──────── Data for analysis

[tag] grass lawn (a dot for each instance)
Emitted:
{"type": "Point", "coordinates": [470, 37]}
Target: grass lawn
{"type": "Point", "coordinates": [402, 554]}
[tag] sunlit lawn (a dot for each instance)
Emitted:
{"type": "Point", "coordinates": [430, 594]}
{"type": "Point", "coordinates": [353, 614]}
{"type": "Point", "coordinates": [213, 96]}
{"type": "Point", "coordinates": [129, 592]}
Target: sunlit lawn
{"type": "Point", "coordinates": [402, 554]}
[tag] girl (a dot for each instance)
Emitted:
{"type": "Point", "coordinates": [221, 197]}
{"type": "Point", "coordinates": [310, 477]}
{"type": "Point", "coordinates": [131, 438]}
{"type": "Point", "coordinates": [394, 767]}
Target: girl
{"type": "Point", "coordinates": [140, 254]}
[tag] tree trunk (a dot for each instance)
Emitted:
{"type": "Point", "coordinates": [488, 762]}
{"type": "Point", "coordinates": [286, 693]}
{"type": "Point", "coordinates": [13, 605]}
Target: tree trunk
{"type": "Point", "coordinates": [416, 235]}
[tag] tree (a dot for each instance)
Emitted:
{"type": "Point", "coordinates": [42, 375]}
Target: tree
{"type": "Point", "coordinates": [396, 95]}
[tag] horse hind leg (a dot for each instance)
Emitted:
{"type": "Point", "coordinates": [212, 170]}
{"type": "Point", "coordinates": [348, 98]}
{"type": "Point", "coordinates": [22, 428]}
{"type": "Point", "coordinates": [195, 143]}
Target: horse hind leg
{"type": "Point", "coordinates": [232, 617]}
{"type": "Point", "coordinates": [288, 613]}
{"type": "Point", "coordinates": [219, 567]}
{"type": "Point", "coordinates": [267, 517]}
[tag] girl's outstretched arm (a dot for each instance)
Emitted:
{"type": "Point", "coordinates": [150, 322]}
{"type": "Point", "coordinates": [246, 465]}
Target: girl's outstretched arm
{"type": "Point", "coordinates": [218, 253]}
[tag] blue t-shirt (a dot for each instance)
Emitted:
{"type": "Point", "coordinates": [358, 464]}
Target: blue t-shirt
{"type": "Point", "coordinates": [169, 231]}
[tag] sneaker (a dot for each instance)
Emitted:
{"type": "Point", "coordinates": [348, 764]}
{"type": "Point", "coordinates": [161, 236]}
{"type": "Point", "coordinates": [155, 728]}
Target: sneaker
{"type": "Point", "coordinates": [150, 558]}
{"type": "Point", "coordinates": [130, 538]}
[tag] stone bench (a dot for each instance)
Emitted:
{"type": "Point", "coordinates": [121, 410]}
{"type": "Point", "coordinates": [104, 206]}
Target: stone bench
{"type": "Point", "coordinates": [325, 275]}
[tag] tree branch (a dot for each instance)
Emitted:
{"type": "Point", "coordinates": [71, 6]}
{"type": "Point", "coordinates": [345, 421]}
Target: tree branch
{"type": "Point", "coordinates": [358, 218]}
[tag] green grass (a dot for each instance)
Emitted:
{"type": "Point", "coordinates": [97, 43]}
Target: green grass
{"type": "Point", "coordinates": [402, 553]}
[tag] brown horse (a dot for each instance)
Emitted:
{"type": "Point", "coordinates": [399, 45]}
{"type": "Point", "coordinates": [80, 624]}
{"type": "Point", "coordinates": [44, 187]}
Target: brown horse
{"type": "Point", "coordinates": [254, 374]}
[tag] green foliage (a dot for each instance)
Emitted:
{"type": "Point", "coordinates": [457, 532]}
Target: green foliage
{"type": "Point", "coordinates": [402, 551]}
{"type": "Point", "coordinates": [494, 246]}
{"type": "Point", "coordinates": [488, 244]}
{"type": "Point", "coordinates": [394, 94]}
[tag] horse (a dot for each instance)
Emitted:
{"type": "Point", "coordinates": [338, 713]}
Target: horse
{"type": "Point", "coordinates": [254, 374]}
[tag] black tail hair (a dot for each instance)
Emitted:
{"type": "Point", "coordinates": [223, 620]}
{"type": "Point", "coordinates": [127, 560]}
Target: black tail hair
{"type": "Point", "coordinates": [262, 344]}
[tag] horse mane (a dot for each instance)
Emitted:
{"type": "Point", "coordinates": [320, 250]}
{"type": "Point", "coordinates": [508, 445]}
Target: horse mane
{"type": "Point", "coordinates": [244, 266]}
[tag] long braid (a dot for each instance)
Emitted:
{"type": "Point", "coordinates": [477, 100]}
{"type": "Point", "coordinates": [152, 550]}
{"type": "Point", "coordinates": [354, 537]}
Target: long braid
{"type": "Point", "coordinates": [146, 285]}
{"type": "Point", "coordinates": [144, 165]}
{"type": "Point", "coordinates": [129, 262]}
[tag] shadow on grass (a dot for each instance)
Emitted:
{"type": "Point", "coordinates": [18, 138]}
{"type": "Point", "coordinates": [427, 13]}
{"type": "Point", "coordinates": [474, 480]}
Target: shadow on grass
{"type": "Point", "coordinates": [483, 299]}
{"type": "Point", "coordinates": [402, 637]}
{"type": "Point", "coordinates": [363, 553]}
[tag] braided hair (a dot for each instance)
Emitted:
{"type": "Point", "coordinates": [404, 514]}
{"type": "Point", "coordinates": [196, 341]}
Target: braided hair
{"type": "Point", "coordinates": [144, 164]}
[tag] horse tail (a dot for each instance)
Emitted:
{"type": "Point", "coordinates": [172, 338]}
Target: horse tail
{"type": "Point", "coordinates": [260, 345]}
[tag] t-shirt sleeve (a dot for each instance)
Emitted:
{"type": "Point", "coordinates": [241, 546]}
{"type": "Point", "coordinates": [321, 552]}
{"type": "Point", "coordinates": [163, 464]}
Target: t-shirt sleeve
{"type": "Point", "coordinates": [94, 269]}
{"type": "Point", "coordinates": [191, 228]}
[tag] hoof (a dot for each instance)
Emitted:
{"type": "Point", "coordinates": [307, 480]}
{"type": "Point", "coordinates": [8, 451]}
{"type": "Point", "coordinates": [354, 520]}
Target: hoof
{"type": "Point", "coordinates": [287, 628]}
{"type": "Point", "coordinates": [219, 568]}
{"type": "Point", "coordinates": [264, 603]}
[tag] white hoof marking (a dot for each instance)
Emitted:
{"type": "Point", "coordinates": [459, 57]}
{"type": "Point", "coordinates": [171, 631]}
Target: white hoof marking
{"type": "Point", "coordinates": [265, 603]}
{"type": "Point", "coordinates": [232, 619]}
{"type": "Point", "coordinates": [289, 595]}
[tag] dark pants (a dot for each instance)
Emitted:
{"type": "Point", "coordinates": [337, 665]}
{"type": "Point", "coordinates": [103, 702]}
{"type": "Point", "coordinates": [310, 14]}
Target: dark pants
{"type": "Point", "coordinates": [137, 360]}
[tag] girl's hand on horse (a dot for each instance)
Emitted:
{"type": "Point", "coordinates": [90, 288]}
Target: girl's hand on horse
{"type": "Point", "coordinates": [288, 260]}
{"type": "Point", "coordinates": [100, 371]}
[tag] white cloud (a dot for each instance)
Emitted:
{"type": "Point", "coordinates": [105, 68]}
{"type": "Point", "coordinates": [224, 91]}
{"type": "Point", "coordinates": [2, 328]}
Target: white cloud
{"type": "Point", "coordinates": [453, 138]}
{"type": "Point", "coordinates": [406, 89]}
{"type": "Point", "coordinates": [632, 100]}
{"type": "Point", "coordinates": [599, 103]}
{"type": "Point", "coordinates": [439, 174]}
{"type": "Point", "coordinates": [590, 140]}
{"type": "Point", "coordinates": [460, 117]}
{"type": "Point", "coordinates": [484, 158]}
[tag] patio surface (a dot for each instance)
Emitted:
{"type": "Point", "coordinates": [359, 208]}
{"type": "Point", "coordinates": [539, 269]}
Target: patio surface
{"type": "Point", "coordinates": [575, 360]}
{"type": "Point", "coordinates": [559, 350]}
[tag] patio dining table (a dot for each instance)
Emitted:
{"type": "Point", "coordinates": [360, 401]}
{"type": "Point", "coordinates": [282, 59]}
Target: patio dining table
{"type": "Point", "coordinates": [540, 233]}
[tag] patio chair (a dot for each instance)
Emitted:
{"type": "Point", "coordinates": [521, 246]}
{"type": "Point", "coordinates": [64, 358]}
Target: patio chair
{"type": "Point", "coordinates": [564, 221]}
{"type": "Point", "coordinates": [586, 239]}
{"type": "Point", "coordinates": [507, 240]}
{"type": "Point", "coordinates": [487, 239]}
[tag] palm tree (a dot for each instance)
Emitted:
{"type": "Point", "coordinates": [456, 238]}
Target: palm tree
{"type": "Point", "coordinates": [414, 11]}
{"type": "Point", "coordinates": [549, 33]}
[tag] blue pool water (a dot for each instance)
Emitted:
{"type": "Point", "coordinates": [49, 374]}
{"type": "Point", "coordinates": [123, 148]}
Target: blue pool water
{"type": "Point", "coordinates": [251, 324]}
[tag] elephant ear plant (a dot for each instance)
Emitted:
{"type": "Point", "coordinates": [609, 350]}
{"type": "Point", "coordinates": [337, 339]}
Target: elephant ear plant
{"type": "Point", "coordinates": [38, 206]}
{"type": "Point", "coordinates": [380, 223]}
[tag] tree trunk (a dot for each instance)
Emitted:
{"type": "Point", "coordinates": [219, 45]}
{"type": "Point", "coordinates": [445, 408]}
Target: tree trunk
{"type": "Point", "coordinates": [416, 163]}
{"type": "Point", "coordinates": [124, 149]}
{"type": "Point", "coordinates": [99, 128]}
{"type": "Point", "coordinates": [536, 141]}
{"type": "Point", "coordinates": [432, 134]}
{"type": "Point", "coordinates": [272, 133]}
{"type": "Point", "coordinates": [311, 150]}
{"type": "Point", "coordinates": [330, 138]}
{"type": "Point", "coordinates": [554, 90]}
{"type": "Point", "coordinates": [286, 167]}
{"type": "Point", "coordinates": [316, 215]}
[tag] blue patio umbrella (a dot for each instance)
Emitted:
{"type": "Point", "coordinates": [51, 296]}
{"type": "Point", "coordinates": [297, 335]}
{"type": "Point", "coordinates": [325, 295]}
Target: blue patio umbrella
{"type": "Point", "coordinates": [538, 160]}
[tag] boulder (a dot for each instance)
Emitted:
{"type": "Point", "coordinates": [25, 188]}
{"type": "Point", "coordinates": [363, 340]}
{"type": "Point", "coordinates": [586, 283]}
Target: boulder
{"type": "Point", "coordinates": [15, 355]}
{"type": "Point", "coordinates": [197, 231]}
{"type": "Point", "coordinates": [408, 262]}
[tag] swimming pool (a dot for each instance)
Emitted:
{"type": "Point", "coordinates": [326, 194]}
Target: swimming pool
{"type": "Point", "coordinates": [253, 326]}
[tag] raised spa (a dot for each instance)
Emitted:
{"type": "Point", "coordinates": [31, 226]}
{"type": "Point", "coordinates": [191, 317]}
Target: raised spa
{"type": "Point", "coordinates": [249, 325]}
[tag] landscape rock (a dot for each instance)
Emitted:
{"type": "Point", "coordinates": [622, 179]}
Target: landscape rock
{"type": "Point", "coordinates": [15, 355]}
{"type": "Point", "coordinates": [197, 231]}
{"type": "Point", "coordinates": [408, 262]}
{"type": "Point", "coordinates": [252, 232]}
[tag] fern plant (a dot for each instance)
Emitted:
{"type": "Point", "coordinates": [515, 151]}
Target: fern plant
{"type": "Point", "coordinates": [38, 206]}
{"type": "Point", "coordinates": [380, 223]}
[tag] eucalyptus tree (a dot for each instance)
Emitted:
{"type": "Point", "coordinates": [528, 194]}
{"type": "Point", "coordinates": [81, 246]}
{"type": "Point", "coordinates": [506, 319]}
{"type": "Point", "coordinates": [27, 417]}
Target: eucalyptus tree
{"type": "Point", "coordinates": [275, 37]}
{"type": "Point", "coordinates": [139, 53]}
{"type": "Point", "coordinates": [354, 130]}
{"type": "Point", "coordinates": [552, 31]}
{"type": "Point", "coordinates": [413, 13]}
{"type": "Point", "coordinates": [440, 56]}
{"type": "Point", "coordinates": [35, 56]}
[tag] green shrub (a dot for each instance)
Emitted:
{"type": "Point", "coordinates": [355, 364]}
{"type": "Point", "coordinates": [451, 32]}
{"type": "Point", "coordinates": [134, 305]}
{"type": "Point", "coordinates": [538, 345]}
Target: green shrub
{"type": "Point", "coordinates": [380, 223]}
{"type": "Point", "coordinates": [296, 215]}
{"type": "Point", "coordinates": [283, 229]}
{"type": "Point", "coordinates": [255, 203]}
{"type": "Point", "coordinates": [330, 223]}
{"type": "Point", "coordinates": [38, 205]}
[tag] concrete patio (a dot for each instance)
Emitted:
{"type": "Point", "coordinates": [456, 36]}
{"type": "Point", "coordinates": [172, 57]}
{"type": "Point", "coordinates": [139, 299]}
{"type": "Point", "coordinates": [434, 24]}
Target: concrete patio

────────────────

* To do
Each line in the listing that contains "concrete" should be returned.

* Task answer
[tag] concrete patio (a dot for each instance)
Target: concrete patio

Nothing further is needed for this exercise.